**READING TEXT:**
━━━━━━━━━━━━━━━━━━━━━━━━━━━━━━

Dallas County officials said the man lived in the 75204 zip code, which is a 2.5 square mile swath northeast of downtown that includes Uptown and parts of East Dallas.
The victim is exactly the portrait experts paint of the type of person at the greatest risk of contracting the disease.
According to the Centers for Disease Control, severe symptoms caused by West Nile are rare. Residents older than 50 are most susceptible to the virus, which can cause fever, headache, neck stiffness, muscle weakness and tremors.
During an afternoon press conference, Dallas County health officials warned this could be the worst summer for the virus yet. It’s shown up earlier than normal because the relatively mild winter failed to kill the bugs off.
Spring showers have provided plenty of standing water across the region for mosquitoes to lay their eggs in. Health officials say the pests can grow from egg to adult in as little as a week.

━━━━━━━━━━━━━━━━━━━━━━━━━━━━━━

**WHAT YOU HAVE TO DO:** Transcribe the stretch of the West Nile virus report from "During an afternoon" through "little as a week.", word for word.

**RECORD SET:**

━━━━━━━━━━━━━━━━━━━━━━━━━━━━━━

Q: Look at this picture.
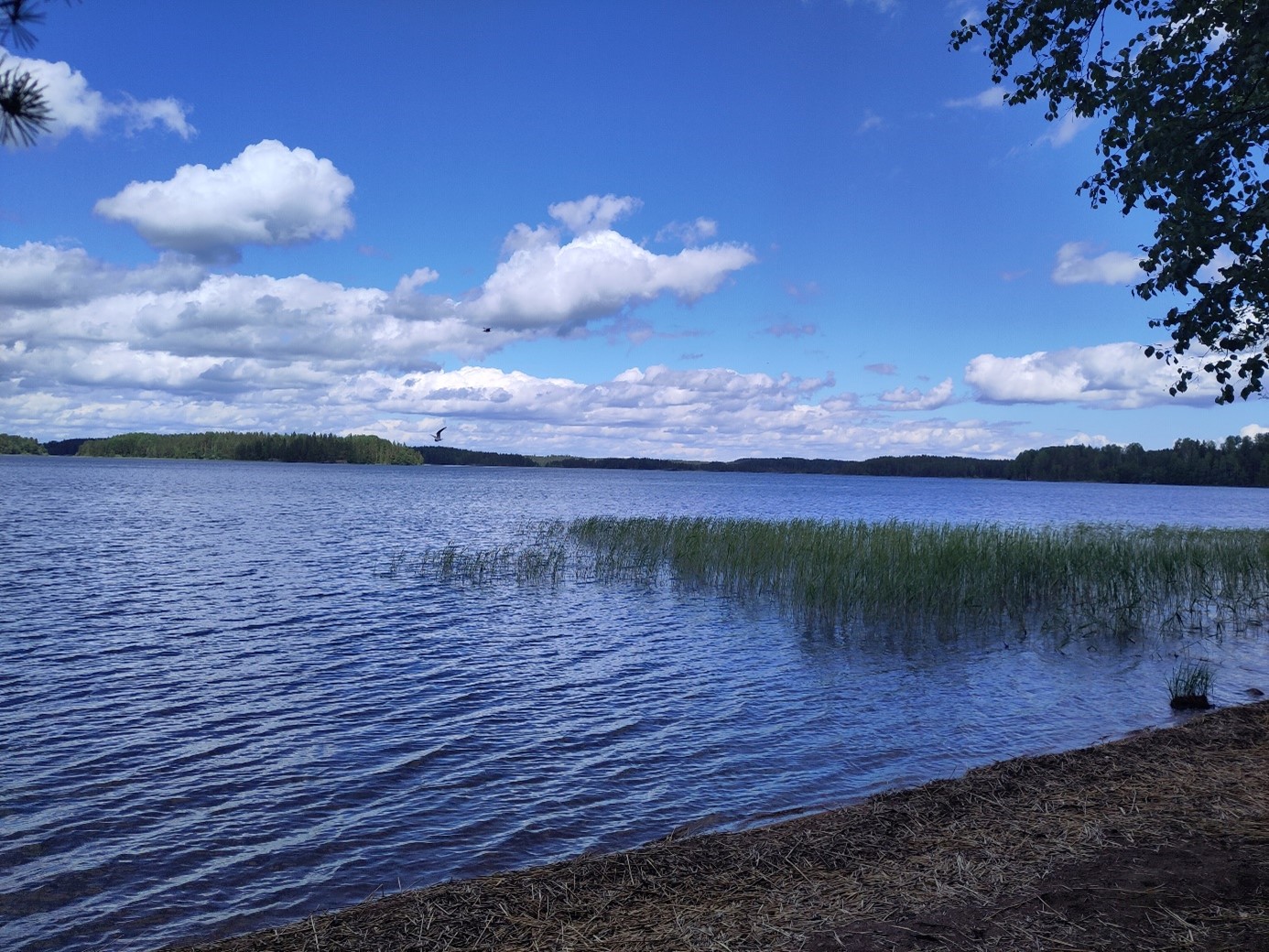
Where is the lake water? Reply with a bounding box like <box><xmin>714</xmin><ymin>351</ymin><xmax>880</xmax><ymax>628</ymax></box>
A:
<box><xmin>7</xmin><ymin>457</ymin><xmax>1269</xmax><ymax>952</ymax></box>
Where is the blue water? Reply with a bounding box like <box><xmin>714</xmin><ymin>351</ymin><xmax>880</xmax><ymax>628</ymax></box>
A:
<box><xmin>0</xmin><ymin>457</ymin><xmax>1269</xmax><ymax>952</ymax></box>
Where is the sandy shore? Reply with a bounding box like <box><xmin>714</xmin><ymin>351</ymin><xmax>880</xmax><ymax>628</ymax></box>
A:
<box><xmin>173</xmin><ymin>702</ymin><xmax>1269</xmax><ymax>952</ymax></box>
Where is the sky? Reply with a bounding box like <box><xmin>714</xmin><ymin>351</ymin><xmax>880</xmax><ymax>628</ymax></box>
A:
<box><xmin>0</xmin><ymin>0</ymin><xmax>1269</xmax><ymax>460</ymax></box>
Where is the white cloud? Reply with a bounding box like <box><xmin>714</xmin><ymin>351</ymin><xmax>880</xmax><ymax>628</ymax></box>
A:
<box><xmin>656</xmin><ymin>219</ymin><xmax>718</xmax><ymax>246</ymax></box>
<box><xmin>1051</xmin><ymin>241</ymin><xmax>1146</xmax><ymax>285</ymax></box>
<box><xmin>763</xmin><ymin>321</ymin><xmax>816</xmax><ymax>338</ymax></box>
<box><xmin>457</xmin><ymin>207</ymin><xmax>757</xmax><ymax>330</ymax></box>
<box><xmin>881</xmin><ymin>377</ymin><xmax>953</xmax><ymax>410</ymax></box>
<box><xmin>0</xmin><ymin>241</ymin><xmax>206</xmax><ymax>308</ymax></box>
<box><xmin>944</xmin><ymin>86</ymin><xmax>1007</xmax><ymax>109</ymax></box>
<box><xmin>547</xmin><ymin>196</ymin><xmax>642</xmax><ymax>235</ymax></box>
<box><xmin>0</xmin><ymin>243</ymin><xmax>1040</xmax><ymax>459</ymax></box>
<box><xmin>964</xmin><ymin>342</ymin><xmax>1214</xmax><ymax>410</ymax></box>
<box><xmin>1039</xmin><ymin>109</ymin><xmax>1092</xmax><ymax>148</ymax></box>
<box><xmin>94</xmin><ymin>140</ymin><xmax>352</xmax><ymax>262</ymax></box>
<box><xmin>0</xmin><ymin>49</ymin><xmax>194</xmax><ymax>140</ymax></box>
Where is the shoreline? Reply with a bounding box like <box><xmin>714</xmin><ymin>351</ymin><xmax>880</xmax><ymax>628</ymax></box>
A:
<box><xmin>176</xmin><ymin>700</ymin><xmax>1269</xmax><ymax>952</ymax></box>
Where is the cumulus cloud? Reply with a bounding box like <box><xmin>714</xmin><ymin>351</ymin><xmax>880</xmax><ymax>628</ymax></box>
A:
<box><xmin>881</xmin><ymin>377</ymin><xmax>953</xmax><ymax>410</ymax></box>
<box><xmin>457</xmin><ymin>196</ymin><xmax>757</xmax><ymax>331</ymax></box>
<box><xmin>1051</xmin><ymin>241</ymin><xmax>1146</xmax><ymax>285</ymax></box>
<box><xmin>0</xmin><ymin>241</ymin><xmax>206</xmax><ymax>308</ymax></box>
<box><xmin>1039</xmin><ymin>109</ymin><xmax>1092</xmax><ymax>148</ymax></box>
<box><xmin>763</xmin><ymin>321</ymin><xmax>816</xmax><ymax>338</ymax></box>
<box><xmin>94</xmin><ymin>140</ymin><xmax>352</xmax><ymax>262</ymax></box>
<box><xmin>656</xmin><ymin>219</ymin><xmax>718</xmax><ymax>246</ymax></box>
<box><xmin>0</xmin><ymin>243</ymin><xmax>1046</xmax><ymax>459</ymax></box>
<box><xmin>964</xmin><ymin>342</ymin><xmax>1214</xmax><ymax>410</ymax></box>
<box><xmin>944</xmin><ymin>86</ymin><xmax>1006</xmax><ymax>109</ymax></box>
<box><xmin>0</xmin><ymin>47</ymin><xmax>194</xmax><ymax>140</ymax></box>
<box><xmin>547</xmin><ymin>196</ymin><xmax>642</xmax><ymax>235</ymax></box>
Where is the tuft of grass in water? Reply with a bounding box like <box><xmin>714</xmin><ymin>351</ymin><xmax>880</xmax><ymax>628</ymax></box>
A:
<box><xmin>403</xmin><ymin>516</ymin><xmax>1269</xmax><ymax>638</ymax></box>
<box><xmin>1167</xmin><ymin>661</ymin><xmax>1214</xmax><ymax>709</ymax></box>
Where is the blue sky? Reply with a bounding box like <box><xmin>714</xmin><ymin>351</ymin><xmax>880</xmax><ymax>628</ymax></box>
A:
<box><xmin>0</xmin><ymin>0</ymin><xmax>1269</xmax><ymax>460</ymax></box>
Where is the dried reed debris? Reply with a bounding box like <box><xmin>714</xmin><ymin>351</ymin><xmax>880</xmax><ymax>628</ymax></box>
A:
<box><xmin>173</xmin><ymin>703</ymin><xmax>1269</xmax><ymax>952</ymax></box>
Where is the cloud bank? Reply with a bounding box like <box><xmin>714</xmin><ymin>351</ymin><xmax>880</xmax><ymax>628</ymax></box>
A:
<box><xmin>0</xmin><ymin>47</ymin><xmax>194</xmax><ymax>140</ymax></box>
<box><xmin>92</xmin><ymin>140</ymin><xmax>352</xmax><ymax>262</ymax></box>
<box><xmin>964</xmin><ymin>341</ymin><xmax>1216</xmax><ymax>410</ymax></box>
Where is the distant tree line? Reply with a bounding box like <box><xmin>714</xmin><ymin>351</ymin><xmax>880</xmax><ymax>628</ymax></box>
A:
<box><xmin>0</xmin><ymin>433</ymin><xmax>49</xmax><ymax>456</ymax></box>
<box><xmin>0</xmin><ymin>433</ymin><xmax>1269</xmax><ymax>487</ymax></box>
<box><xmin>76</xmin><ymin>433</ymin><xmax>423</xmax><ymax>466</ymax></box>
<box><xmin>1005</xmin><ymin>433</ymin><xmax>1269</xmax><ymax>486</ymax></box>
<box><xmin>418</xmin><ymin>433</ymin><xmax>1269</xmax><ymax>487</ymax></box>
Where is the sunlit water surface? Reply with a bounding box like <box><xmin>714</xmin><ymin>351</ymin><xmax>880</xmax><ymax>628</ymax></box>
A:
<box><xmin>7</xmin><ymin>457</ymin><xmax>1269</xmax><ymax>952</ymax></box>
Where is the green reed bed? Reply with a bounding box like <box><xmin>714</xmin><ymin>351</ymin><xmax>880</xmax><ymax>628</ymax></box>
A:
<box><xmin>406</xmin><ymin>516</ymin><xmax>1269</xmax><ymax>644</ymax></box>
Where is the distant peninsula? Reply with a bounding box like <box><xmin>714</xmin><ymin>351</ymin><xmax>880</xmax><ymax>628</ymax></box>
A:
<box><xmin>0</xmin><ymin>433</ymin><xmax>423</xmax><ymax>466</ymax></box>
<box><xmin>418</xmin><ymin>433</ymin><xmax>1269</xmax><ymax>487</ymax></box>
<box><xmin>0</xmin><ymin>433</ymin><xmax>1269</xmax><ymax>489</ymax></box>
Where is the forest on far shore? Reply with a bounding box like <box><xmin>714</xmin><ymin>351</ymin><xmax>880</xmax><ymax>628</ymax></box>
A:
<box><xmin>0</xmin><ymin>433</ymin><xmax>1269</xmax><ymax>487</ymax></box>
<box><xmin>0</xmin><ymin>433</ymin><xmax>423</xmax><ymax>466</ymax></box>
<box><xmin>418</xmin><ymin>433</ymin><xmax>1269</xmax><ymax>487</ymax></box>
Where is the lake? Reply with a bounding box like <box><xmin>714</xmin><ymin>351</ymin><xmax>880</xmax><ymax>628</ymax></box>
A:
<box><xmin>0</xmin><ymin>457</ymin><xmax>1269</xmax><ymax>952</ymax></box>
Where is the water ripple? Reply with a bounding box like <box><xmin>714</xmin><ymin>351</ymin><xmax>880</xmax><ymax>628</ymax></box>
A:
<box><xmin>7</xmin><ymin>459</ymin><xmax>1269</xmax><ymax>952</ymax></box>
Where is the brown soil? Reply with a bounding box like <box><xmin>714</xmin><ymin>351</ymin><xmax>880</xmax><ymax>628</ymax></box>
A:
<box><xmin>173</xmin><ymin>702</ymin><xmax>1269</xmax><ymax>952</ymax></box>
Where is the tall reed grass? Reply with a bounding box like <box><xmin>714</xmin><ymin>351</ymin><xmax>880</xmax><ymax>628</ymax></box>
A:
<box><xmin>403</xmin><ymin>516</ymin><xmax>1269</xmax><ymax>637</ymax></box>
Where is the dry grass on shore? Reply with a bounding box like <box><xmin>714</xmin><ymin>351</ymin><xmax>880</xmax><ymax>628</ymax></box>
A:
<box><xmin>176</xmin><ymin>702</ymin><xmax>1269</xmax><ymax>952</ymax></box>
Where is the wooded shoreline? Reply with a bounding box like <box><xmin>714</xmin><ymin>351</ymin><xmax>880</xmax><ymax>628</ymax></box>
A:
<box><xmin>0</xmin><ymin>433</ymin><xmax>1269</xmax><ymax>487</ymax></box>
<box><xmin>176</xmin><ymin>703</ymin><xmax>1269</xmax><ymax>952</ymax></box>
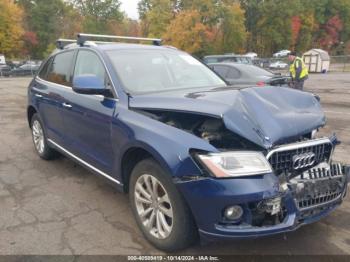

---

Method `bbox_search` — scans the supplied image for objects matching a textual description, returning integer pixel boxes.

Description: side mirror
[73,75,111,96]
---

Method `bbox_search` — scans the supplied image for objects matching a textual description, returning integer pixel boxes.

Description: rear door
[32,51,74,145]
[63,49,117,173]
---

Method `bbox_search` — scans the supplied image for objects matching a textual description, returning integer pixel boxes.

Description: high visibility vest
[289,57,309,79]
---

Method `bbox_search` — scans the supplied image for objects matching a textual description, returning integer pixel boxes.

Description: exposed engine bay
[137,109,348,227]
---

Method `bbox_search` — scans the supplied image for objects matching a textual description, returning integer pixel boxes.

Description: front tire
[30,113,57,160]
[129,159,198,252]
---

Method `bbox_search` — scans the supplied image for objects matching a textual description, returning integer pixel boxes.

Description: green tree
[216,3,247,53]
[0,0,24,56]
[163,10,208,56]
[18,0,81,59]
[72,0,123,34]
[139,0,174,37]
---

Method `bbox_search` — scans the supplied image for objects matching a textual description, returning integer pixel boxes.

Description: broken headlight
[197,151,272,178]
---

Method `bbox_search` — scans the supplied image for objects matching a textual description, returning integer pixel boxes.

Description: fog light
[224,206,243,220]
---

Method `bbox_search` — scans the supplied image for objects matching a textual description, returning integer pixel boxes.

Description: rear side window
[227,67,241,79]
[47,51,74,86]
[74,50,106,83]
[39,57,53,80]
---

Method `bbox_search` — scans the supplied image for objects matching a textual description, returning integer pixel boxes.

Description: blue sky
[120,0,140,19]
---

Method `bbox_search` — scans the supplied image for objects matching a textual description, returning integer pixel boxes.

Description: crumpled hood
[129,86,325,149]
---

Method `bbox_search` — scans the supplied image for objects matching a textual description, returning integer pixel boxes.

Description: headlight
[197,151,272,178]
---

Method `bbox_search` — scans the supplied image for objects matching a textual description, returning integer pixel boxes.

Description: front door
[63,49,117,173]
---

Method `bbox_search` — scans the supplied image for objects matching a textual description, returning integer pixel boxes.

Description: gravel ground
[0,73,350,255]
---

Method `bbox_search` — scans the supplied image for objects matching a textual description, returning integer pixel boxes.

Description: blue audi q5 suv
[27,34,349,251]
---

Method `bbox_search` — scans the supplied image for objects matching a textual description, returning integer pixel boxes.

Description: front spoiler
[199,201,341,241]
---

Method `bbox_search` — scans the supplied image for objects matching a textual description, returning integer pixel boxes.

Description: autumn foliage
[0,0,350,59]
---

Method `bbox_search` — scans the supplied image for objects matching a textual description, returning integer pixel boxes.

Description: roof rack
[56,38,77,49]
[77,33,162,46]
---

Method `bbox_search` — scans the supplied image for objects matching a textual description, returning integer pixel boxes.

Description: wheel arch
[119,144,172,193]
[27,105,38,127]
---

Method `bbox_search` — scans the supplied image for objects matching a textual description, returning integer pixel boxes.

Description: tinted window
[74,50,106,83]
[39,58,52,80]
[107,48,226,94]
[214,66,228,78]
[47,51,74,86]
[227,67,241,79]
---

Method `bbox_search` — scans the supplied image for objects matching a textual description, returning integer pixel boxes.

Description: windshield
[107,50,226,94]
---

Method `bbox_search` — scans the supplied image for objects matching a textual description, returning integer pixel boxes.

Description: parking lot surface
[0,73,350,255]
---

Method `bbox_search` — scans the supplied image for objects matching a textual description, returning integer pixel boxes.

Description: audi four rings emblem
[293,152,315,170]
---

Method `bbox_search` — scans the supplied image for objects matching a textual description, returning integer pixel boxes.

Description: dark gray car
[208,63,290,86]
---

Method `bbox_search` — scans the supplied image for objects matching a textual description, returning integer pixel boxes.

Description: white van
[0,54,6,65]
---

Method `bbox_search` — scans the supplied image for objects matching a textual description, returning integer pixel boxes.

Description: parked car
[208,63,290,87]
[244,52,258,59]
[203,54,253,64]
[27,34,350,251]
[0,64,11,77]
[272,50,291,57]
[11,63,40,76]
[269,61,288,69]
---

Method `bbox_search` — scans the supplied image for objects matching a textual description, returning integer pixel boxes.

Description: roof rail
[56,38,77,49]
[77,33,162,46]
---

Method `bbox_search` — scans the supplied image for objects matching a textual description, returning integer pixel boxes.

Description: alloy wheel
[134,174,173,239]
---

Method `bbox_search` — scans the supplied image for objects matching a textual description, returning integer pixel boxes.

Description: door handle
[62,103,72,108]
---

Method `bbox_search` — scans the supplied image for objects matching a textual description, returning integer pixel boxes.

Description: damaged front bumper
[176,163,350,240]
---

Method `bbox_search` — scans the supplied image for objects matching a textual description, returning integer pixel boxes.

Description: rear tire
[129,159,198,252]
[30,113,58,160]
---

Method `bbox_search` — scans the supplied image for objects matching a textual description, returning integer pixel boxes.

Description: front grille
[268,140,332,174]
[294,164,345,210]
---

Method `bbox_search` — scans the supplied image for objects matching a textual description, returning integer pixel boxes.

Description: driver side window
[74,50,108,88]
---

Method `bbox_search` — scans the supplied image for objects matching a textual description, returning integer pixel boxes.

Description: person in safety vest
[288,52,309,90]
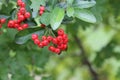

━━━━━━━━━━━━━━━━━━━━━━━━━━━━━━

**SOLUTION TO THIS EXERCISE:**
During an afternoon press conference, Dallas County health officials warned this could be the worst summer for the virus yet. It’s shown up earlier than normal because the relatively mild winter failed to kill the bugs off.
Spring showers have provided plenty of standing water across the region for mosquitoes to lay their eggs in. Health officials say the pests can grow from egg to adult in as little as a week.